Dataset entries:
☆ ☆ ☆ ☆ ☆

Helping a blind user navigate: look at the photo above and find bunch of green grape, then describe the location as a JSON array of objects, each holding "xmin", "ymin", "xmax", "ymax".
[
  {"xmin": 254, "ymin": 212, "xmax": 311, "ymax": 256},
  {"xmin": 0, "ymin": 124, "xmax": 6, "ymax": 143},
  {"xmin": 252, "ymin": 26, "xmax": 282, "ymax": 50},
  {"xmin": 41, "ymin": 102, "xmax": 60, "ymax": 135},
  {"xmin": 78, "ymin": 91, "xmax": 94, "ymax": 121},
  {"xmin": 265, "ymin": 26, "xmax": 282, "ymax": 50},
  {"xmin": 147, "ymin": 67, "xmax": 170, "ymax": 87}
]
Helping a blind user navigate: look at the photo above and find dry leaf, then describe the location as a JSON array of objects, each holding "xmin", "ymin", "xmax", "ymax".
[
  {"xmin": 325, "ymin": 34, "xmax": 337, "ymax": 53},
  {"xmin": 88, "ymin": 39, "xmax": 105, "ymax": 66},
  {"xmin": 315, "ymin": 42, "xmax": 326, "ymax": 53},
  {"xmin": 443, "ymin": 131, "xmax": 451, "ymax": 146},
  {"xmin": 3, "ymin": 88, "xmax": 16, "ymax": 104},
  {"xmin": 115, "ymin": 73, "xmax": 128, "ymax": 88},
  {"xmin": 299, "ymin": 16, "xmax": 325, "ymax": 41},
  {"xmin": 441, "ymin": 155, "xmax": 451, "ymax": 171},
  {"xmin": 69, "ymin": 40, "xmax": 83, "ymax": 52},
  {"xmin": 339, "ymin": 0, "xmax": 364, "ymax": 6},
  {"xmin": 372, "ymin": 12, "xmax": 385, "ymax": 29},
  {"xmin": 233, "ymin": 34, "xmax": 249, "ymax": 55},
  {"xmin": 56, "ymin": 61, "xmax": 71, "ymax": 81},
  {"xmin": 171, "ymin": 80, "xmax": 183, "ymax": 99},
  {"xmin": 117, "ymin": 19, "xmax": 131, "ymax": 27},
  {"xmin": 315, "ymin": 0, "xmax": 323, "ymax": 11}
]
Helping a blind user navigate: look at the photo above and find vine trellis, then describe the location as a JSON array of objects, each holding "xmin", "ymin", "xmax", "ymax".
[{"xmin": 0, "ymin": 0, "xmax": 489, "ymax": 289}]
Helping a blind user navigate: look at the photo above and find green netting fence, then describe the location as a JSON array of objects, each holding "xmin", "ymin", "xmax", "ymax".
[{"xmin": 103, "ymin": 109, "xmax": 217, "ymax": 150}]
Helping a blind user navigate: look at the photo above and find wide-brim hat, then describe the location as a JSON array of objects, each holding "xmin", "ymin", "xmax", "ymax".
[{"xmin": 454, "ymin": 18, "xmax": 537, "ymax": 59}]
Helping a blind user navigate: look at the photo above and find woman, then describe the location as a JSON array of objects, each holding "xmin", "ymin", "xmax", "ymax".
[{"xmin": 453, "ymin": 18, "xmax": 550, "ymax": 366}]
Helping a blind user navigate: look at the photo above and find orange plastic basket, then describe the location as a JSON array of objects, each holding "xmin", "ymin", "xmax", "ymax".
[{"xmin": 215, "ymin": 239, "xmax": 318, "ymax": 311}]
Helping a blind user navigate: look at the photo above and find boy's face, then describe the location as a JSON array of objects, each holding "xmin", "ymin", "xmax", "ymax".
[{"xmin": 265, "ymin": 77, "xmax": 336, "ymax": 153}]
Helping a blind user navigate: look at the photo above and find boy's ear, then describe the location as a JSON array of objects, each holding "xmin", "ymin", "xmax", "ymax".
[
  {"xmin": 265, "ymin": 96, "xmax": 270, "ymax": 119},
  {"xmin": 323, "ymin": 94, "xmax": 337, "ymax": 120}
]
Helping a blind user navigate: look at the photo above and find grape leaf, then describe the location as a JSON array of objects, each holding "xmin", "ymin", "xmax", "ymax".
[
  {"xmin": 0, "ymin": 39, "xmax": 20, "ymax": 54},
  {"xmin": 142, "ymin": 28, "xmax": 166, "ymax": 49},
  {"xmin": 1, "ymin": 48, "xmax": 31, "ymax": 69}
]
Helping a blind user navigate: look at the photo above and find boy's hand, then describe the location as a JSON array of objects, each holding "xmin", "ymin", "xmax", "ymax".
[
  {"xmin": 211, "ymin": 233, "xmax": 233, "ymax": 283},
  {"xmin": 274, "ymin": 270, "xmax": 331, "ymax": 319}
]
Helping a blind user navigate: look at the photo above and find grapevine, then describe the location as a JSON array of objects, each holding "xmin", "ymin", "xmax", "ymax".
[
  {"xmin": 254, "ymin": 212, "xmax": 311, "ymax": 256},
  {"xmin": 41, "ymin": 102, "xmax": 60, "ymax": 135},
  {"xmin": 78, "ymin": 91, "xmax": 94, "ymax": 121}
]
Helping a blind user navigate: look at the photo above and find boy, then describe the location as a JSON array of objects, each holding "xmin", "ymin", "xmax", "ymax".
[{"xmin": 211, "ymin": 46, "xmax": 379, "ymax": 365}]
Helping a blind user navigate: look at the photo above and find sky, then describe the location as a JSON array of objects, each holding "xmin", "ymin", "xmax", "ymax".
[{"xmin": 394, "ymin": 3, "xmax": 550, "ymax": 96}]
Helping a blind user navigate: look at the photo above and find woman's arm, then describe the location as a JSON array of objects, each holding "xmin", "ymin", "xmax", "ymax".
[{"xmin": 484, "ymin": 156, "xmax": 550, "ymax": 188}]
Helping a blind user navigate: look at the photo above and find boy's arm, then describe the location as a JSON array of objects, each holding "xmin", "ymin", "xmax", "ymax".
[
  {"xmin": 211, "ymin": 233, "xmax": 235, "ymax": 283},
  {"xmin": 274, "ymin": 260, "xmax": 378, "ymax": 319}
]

☆ ☆ ☆ ☆ ☆

Goal of the exercise — All entries are to be printed once more, exactly as given.

Reply —
Helping a blind user navigate: look at the photo above and find bunch of green grape, then describe the location as a JSON array of objects, each holding "xmin", "ymin", "xmax", "ymax".
[
  {"xmin": 254, "ymin": 212, "xmax": 311, "ymax": 256},
  {"xmin": 0, "ymin": 124, "xmax": 6, "ymax": 143},
  {"xmin": 252, "ymin": 26, "xmax": 282, "ymax": 50},
  {"xmin": 41, "ymin": 102, "xmax": 60, "ymax": 135},
  {"xmin": 78, "ymin": 91, "xmax": 94, "ymax": 121},
  {"xmin": 265, "ymin": 26, "xmax": 282, "ymax": 50},
  {"xmin": 147, "ymin": 67, "xmax": 170, "ymax": 87}
]
Helping a blind user navigate: look at the photo above and find dry leaf, then describe the location as a JSON array of objects, each holding "xmin", "ymin", "xmax", "ymax".
[
  {"xmin": 325, "ymin": 34, "xmax": 337, "ymax": 53},
  {"xmin": 88, "ymin": 39, "xmax": 105, "ymax": 66},
  {"xmin": 315, "ymin": 42, "xmax": 326, "ymax": 53},
  {"xmin": 443, "ymin": 131, "xmax": 451, "ymax": 146},
  {"xmin": 3, "ymin": 88, "xmax": 16, "ymax": 104},
  {"xmin": 115, "ymin": 73, "xmax": 128, "ymax": 88},
  {"xmin": 299, "ymin": 16, "xmax": 325, "ymax": 41},
  {"xmin": 441, "ymin": 155, "xmax": 451, "ymax": 171},
  {"xmin": 69, "ymin": 40, "xmax": 83, "ymax": 52},
  {"xmin": 339, "ymin": 0, "xmax": 364, "ymax": 6},
  {"xmin": 372, "ymin": 12, "xmax": 385, "ymax": 29},
  {"xmin": 233, "ymin": 34, "xmax": 249, "ymax": 55},
  {"xmin": 56, "ymin": 61, "xmax": 71, "ymax": 81},
  {"xmin": 171, "ymin": 80, "xmax": 183, "ymax": 99},
  {"xmin": 117, "ymin": 19, "xmax": 131, "ymax": 27},
  {"xmin": 315, "ymin": 0, "xmax": 323, "ymax": 11}
]
Helping a blind user navigate: look at the photo above and find vine trellis, then describe the location as a JSON array of objects, each holding "xmin", "ymin", "xmax", "ymax".
[{"xmin": 0, "ymin": 0, "xmax": 489, "ymax": 289}]
Helping a blind user navigate: look at the photo above and find green netting fence, then describe the location as a JSON array of objects, each holding "xmin", "ymin", "xmax", "ymax".
[{"xmin": 103, "ymin": 109, "xmax": 217, "ymax": 150}]
Helping a blind user navigate: look at the photo above and find wide-brim hat, then describe the location as a JSON array of objects, each holding "xmin", "ymin", "xmax", "ymax".
[{"xmin": 454, "ymin": 18, "xmax": 537, "ymax": 59}]
Helping a blind user navigate: look at the photo above and find woman, then describe the location as a JSON array of objects, each holding "xmin", "ymin", "xmax", "ymax".
[{"xmin": 453, "ymin": 18, "xmax": 550, "ymax": 366}]
Helping a blind user navigate: look at the photo above and find orange plastic basket, then describe the location as a JSON array of objects, each holding "xmin", "ymin", "xmax", "ymax".
[{"xmin": 215, "ymin": 239, "xmax": 318, "ymax": 311}]
Helping a blind user navigate: look at the photo above and find boy's face, then describe the location as a JSON array of objects, each holding "xmin", "ymin", "xmax", "ymax".
[{"xmin": 265, "ymin": 77, "xmax": 336, "ymax": 153}]
Helping a blind user navigate: look at the photo above and find boy's ear, then describe the location as a JSON array of objects, each holding "xmin", "ymin", "xmax", "ymax".
[
  {"xmin": 265, "ymin": 96, "xmax": 270, "ymax": 119},
  {"xmin": 323, "ymin": 94, "xmax": 337, "ymax": 120}
]
Helping a blind user navigate: look at the photo above and find grape leaf, then describe the location as a JSON array of objects, each holding "xmin", "ymin", "xmax", "ymax".
[
  {"xmin": 0, "ymin": 39, "xmax": 20, "ymax": 54},
  {"xmin": 142, "ymin": 28, "xmax": 166, "ymax": 49},
  {"xmin": 1, "ymin": 48, "xmax": 31, "ymax": 69}
]
Helping a blind user navigate: look at the photo above and find boy's hand, then describe the location as a JSON array of objects, each holding "xmin", "ymin", "xmax", "ymax".
[
  {"xmin": 211, "ymin": 233, "xmax": 233, "ymax": 283},
  {"xmin": 274, "ymin": 270, "xmax": 331, "ymax": 319}
]
Helping a blind user navigate: look at the photo above and find grapevine, then describe the location as a JSON array of objects, each holding "xmin", "ymin", "xmax", "ymax".
[
  {"xmin": 254, "ymin": 212, "xmax": 311, "ymax": 256},
  {"xmin": 41, "ymin": 102, "xmax": 60, "ymax": 135},
  {"xmin": 78, "ymin": 91, "xmax": 94, "ymax": 121}
]
Helping a blind user navigate: look at the photo above and find boy, then describe the location as a JSON array of objects, each holding "xmin", "ymin", "xmax", "ymax".
[{"xmin": 211, "ymin": 46, "xmax": 379, "ymax": 365}]
Helping a blind user navigate: look at the photo above and find sky, then describe the location as a JSON array of objects, each holding "xmin", "ymin", "xmax", "ymax".
[{"xmin": 394, "ymin": 3, "xmax": 550, "ymax": 96}]
Helping a blind user navigate: look at the photo above and find woman's arm, then describe the location as a JSON array of objects, each holding "xmin", "ymin", "xmax", "ymax".
[{"xmin": 484, "ymin": 156, "xmax": 550, "ymax": 188}]
Helping a blind user navigate: look at the photo above and find boy's arm, then describe the location as a JSON array of objects, each holding "xmin", "ymin", "xmax", "ymax".
[
  {"xmin": 211, "ymin": 233, "xmax": 235, "ymax": 283},
  {"xmin": 274, "ymin": 260, "xmax": 378, "ymax": 319}
]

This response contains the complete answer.